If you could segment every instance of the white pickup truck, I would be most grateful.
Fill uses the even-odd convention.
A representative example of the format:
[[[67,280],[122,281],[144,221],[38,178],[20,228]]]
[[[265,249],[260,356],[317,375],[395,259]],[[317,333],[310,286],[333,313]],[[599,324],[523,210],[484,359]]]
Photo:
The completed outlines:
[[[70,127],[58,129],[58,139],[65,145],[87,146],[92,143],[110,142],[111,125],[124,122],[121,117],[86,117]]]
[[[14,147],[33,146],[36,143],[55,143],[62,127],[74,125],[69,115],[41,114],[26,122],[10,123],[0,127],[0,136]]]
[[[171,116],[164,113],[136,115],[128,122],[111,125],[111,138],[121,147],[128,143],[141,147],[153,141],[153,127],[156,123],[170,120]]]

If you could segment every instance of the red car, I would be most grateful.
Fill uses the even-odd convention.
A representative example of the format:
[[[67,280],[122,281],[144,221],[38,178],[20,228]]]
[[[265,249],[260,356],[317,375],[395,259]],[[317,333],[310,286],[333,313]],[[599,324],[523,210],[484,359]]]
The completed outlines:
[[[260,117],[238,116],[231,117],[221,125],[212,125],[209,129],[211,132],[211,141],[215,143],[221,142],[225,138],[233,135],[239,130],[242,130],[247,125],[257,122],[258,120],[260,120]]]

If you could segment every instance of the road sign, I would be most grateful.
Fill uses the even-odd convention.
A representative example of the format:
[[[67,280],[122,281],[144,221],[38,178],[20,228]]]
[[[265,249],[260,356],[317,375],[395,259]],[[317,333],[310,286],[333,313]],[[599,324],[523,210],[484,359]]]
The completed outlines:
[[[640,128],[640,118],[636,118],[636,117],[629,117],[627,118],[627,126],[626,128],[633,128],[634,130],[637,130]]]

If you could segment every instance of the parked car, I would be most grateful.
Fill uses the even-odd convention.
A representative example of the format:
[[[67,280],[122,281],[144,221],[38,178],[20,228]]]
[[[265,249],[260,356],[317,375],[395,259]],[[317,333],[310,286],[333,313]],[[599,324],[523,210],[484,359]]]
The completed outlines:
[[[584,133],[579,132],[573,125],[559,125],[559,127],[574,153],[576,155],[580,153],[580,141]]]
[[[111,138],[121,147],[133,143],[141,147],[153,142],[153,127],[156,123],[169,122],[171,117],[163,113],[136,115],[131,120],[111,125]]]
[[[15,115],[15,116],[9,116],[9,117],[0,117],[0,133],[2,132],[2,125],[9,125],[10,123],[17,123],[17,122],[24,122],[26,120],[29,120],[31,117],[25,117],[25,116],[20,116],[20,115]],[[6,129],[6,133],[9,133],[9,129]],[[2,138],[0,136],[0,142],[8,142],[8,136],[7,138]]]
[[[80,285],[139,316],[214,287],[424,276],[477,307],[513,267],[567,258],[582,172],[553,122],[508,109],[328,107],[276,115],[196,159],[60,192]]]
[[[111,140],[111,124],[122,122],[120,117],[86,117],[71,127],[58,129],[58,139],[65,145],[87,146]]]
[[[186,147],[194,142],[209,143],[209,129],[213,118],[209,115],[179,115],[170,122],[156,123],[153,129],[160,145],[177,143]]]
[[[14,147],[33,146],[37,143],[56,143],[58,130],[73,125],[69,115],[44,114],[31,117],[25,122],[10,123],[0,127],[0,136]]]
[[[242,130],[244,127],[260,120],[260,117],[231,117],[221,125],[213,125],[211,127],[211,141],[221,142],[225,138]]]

Work instructions »
Copy all of the material above, substituting "nonzero" for every occurrence of "even-odd" and leaving everything else unchanged.

Exercise solution »
If you could segment every instance of the white pickup truck, I would be most grateful.
Fill uses the nonzero convention.
A representative example of the format:
[[[67,280],[122,281],[144,221],[38,178],[20,228]]]
[[[265,249],[260,356],[317,375],[395,259]],[[317,333],[310,286],[333,313]],[[599,324],[523,210],[484,359]]]
Photo:
The completed outlines:
[[[70,127],[58,129],[58,139],[65,145],[87,146],[92,143],[110,142],[111,125],[124,122],[121,117],[86,117]]]
[[[14,147],[33,146],[36,143],[55,143],[62,127],[74,125],[69,115],[41,114],[26,122],[10,123],[0,127],[0,136]]]
[[[171,116],[164,113],[136,115],[128,122],[111,125],[111,138],[121,147],[128,143],[141,147],[153,141],[153,127],[156,123],[170,120]]]

If you could segment every instance of the red car, I would be most grateful.
Fill uses the nonzero convention.
A representative example of the format:
[[[67,280],[122,281],[144,221],[38,178],[20,228]]]
[[[265,249],[260,356],[317,375],[395,259]],[[317,333],[310,286],[333,313]],[[599,324],[523,210],[484,359]]]
The completed outlines:
[[[260,117],[238,116],[231,117],[221,125],[212,125],[209,129],[211,132],[211,141],[215,143],[221,142],[225,138],[233,135],[239,130],[242,130],[247,125],[257,122],[258,120],[260,120]]]

If you could segment every instance of the road sign, I would be most grateful.
Fill uses the nonzero convention.
A representative example of the format:
[[[67,280],[122,281],[144,221],[38,178],[20,228]]]
[[[265,249],[260,356],[317,375],[395,259]],[[317,333],[310,286],[333,313]],[[599,324],[523,210],[484,359]]]
The completed outlines:
[[[640,128],[640,118],[636,118],[636,117],[629,117],[627,118],[627,126],[626,128],[633,128],[634,130],[637,130]]]

If you could segment every instance of the parked car, I would be most grateful.
Fill uses the nonzero convention.
A representative example of the format:
[[[67,280],[122,281],[144,221],[38,178],[20,228]]]
[[[265,249],[260,356],[317,375],[395,259]],[[317,333],[310,286],[333,313]],[[599,324],[523,210],[484,359]]]
The completed outlines:
[[[584,133],[579,132],[573,125],[559,125],[559,127],[574,153],[576,155],[580,153],[580,141]]]
[[[111,138],[121,147],[133,143],[141,147],[153,142],[153,127],[156,123],[169,122],[171,117],[163,113],[136,115],[131,120],[111,125]]]
[[[15,115],[15,116],[9,116],[9,117],[0,117],[0,133],[2,132],[2,125],[9,125],[10,123],[17,123],[17,122],[24,122],[26,120],[29,120],[31,117],[25,117],[25,116],[20,116],[20,115]],[[6,129],[6,133],[9,133],[9,129]],[[2,138],[0,136],[0,142],[8,142],[8,136],[7,138]]]
[[[80,285],[139,316],[214,287],[424,276],[477,307],[513,267],[567,258],[582,172],[553,122],[508,109],[328,107],[276,115],[196,159],[60,192]]]
[[[111,140],[111,124],[122,122],[120,117],[86,117],[71,127],[58,129],[58,139],[65,145],[87,146]]]
[[[186,147],[194,142],[209,143],[209,129],[213,118],[209,115],[179,115],[170,122],[156,123],[153,129],[160,145],[177,143]]]
[[[14,147],[33,146],[37,143],[56,143],[58,130],[73,125],[69,115],[44,114],[31,117],[25,122],[10,123],[0,127],[0,136]]]
[[[242,130],[244,127],[260,120],[260,117],[231,117],[221,125],[213,125],[211,127],[211,141],[221,142],[225,138]]]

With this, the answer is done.